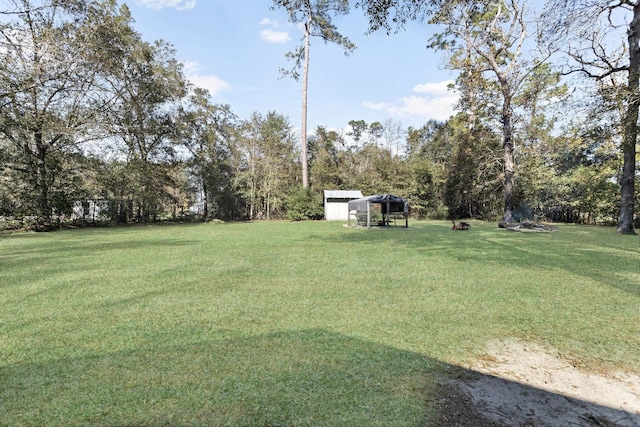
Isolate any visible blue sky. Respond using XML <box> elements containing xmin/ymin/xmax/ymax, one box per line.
<box><xmin>121</xmin><ymin>0</ymin><xmax>456</xmax><ymax>132</ymax></box>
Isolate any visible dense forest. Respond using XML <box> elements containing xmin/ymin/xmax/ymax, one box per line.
<box><xmin>0</xmin><ymin>0</ymin><xmax>640</xmax><ymax>233</ymax></box>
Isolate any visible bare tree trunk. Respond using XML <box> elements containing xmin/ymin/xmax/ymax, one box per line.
<box><xmin>618</xmin><ymin>4</ymin><xmax>640</xmax><ymax>234</ymax></box>
<box><xmin>300</xmin><ymin>18</ymin><xmax>311</xmax><ymax>188</ymax></box>
<box><xmin>500</xmin><ymin>79</ymin><xmax>515</xmax><ymax>224</ymax></box>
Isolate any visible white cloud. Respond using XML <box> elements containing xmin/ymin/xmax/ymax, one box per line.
<box><xmin>363</xmin><ymin>80</ymin><xmax>458</xmax><ymax>120</ymax></box>
<box><xmin>183</xmin><ymin>62</ymin><xmax>232</xmax><ymax>96</ymax></box>
<box><xmin>260</xmin><ymin>18</ymin><xmax>291</xmax><ymax>43</ymax></box>
<box><xmin>260</xmin><ymin>18</ymin><xmax>278</xmax><ymax>28</ymax></box>
<box><xmin>139</xmin><ymin>0</ymin><xmax>196</xmax><ymax>10</ymax></box>
<box><xmin>260</xmin><ymin>29</ymin><xmax>291</xmax><ymax>43</ymax></box>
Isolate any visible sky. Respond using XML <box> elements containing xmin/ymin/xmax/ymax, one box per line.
<box><xmin>120</xmin><ymin>0</ymin><xmax>457</xmax><ymax>133</ymax></box>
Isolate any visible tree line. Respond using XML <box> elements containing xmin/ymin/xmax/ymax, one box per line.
<box><xmin>0</xmin><ymin>0</ymin><xmax>640</xmax><ymax>232</ymax></box>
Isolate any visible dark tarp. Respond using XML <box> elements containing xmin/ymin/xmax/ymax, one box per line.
<box><xmin>348</xmin><ymin>194</ymin><xmax>409</xmax><ymax>227</ymax></box>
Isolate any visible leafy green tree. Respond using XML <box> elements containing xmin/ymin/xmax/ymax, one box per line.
<box><xmin>309</xmin><ymin>126</ymin><xmax>344</xmax><ymax>191</ymax></box>
<box><xmin>273</xmin><ymin>0</ymin><xmax>355</xmax><ymax>188</ymax></box>
<box><xmin>0</xmin><ymin>0</ymin><xmax>130</xmax><ymax>226</ymax></box>
<box><xmin>181</xmin><ymin>88</ymin><xmax>238</xmax><ymax>219</ymax></box>
<box><xmin>237</xmin><ymin>112</ymin><xmax>299</xmax><ymax>220</ymax></box>
<box><xmin>547</xmin><ymin>0</ymin><xmax>640</xmax><ymax>234</ymax></box>
<box><xmin>104</xmin><ymin>35</ymin><xmax>187</xmax><ymax>221</ymax></box>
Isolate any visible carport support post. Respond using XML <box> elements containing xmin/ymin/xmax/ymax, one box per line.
<box><xmin>383</xmin><ymin>202</ymin><xmax>391</xmax><ymax>227</ymax></box>
<box><xmin>367</xmin><ymin>203</ymin><xmax>371</xmax><ymax>228</ymax></box>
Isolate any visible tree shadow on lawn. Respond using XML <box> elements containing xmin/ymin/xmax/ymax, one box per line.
<box><xmin>331</xmin><ymin>222</ymin><xmax>640</xmax><ymax>297</ymax></box>
<box><xmin>0</xmin><ymin>329</ymin><xmax>640</xmax><ymax>427</ymax></box>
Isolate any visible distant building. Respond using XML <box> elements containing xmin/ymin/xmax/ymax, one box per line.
<box><xmin>324</xmin><ymin>190</ymin><xmax>362</xmax><ymax>221</ymax></box>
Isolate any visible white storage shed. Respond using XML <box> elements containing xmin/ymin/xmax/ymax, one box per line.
<box><xmin>324</xmin><ymin>190</ymin><xmax>362</xmax><ymax>221</ymax></box>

■ The task ■
Every record must be copied exactly, with images dropped from the result.

■ Complete output ■
Isolate any visible blue sky. Respond using XML <box> elements containing xmin/ymin/xmax/ymax, one box per line.
<box><xmin>121</xmin><ymin>0</ymin><xmax>456</xmax><ymax>132</ymax></box>
Isolate any visible dense forest. Respond using XML <box> elements containing xmin/ymin/xmax/ymax, one box per line.
<box><xmin>0</xmin><ymin>0</ymin><xmax>640</xmax><ymax>233</ymax></box>
Isolate any visible bare tree trunk. Respond using XML <box> elements containing xmin/ymin/xmax/ymax, one box per line.
<box><xmin>618</xmin><ymin>4</ymin><xmax>640</xmax><ymax>234</ymax></box>
<box><xmin>300</xmin><ymin>18</ymin><xmax>311</xmax><ymax>188</ymax></box>
<box><xmin>500</xmin><ymin>79</ymin><xmax>515</xmax><ymax>224</ymax></box>
Isolate any visible white cloud. Respond using XML <box> elements containing xmin/ymin/xmax/ymax, one box per line.
<box><xmin>363</xmin><ymin>80</ymin><xmax>458</xmax><ymax>120</ymax></box>
<box><xmin>183</xmin><ymin>62</ymin><xmax>232</xmax><ymax>96</ymax></box>
<box><xmin>260</xmin><ymin>18</ymin><xmax>291</xmax><ymax>43</ymax></box>
<box><xmin>260</xmin><ymin>18</ymin><xmax>278</xmax><ymax>28</ymax></box>
<box><xmin>139</xmin><ymin>0</ymin><xmax>196</xmax><ymax>10</ymax></box>
<box><xmin>260</xmin><ymin>29</ymin><xmax>291</xmax><ymax>43</ymax></box>
Isolate any visible sky. Respond using XML <box> elements containing xmin/ymin/xmax/ymax, one box per line.
<box><xmin>120</xmin><ymin>0</ymin><xmax>457</xmax><ymax>133</ymax></box>
Isolate any visible tree line. Respond using XML <box> elements containing xmin/ymin/xmax/ymax, one box per line.
<box><xmin>0</xmin><ymin>0</ymin><xmax>640</xmax><ymax>232</ymax></box>
Isolate any visible dark tarp. Respond using XML <box> elements containing xmin/ymin/xmax/ymax, one box per line.
<box><xmin>348</xmin><ymin>194</ymin><xmax>409</xmax><ymax>227</ymax></box>
Isolate any visible leafy green tree. Respond using XML <box> elements containing xmin/ymin/xmax/ymax, one box per line.
<box><xmin>309</xmin><ymin>126</ymin><xmax>344</xmax><ymax>191</ymax></box>
<box><xmin>273</xmin><ymin>0</ymin><xmax>355</xmax><ymax>188</ymax></box>
<box><xmin>0</xmin><ymin>0</ymin><xmax>130</xmax><ymax>226</ymax></box>
<box><xmin>181</xmin><ymin>88</ymin><xmax>238</xmax><ymax>219</ymax></box>
<box><xmin>237</xmin><ymin>112</ymin><xmax>299</xmax><ymax>220</ymax></box>
<box><xmin>547</xmin><ymin>0</ymin><xmax>640</xmax><ymax>234</ymax></box>
<box><xmin>104</xmin><ymin>35</ymin><xmax>187</xmax><ymax>221</ymax></box>
Isolate any visible carport support post. Respond using XML <box> elements containing xmin/ymin/xmax/ymax, one box per line.
<box><xmin>383</xmin><ymin>202</ymin><xmax>391</xmax><ymax>227</ymax></box>
<box><xmin>367</xmin><ymin>203</ymin><xmax>371</xmax><ymax>228</ymax></box>
Isolate any visible tree shadow on lawn. Respond using XML <box> elements containing xmin/ymin/xmax/ymax, one box per line.
<box><xmin>331</xmin><ymin>222</ymin><xmax>640</xmax><ymax>297</ymax></box>
<box><xmin>0</xmin><ymin>329</ymin><xmax>640</xmax><ymax>427</ymax></box>
Isolate any visible distant building. Respond using XML <box> elements containing xmin/ymin/xmax/ymax, one box per line.
<box><xmin>324</xmin><ymin>190</ymin><xmax>362</xmax><ymax>221</ymax></box>
Isolate any visible white storage shed. Respond using XML <box> elements containing xmin/ymin/xmax/ymax, one box per line.
<box><xmin>324</xmin><ymin>190</ymin><xmax>362</xmax><ymax>221</ymax></box>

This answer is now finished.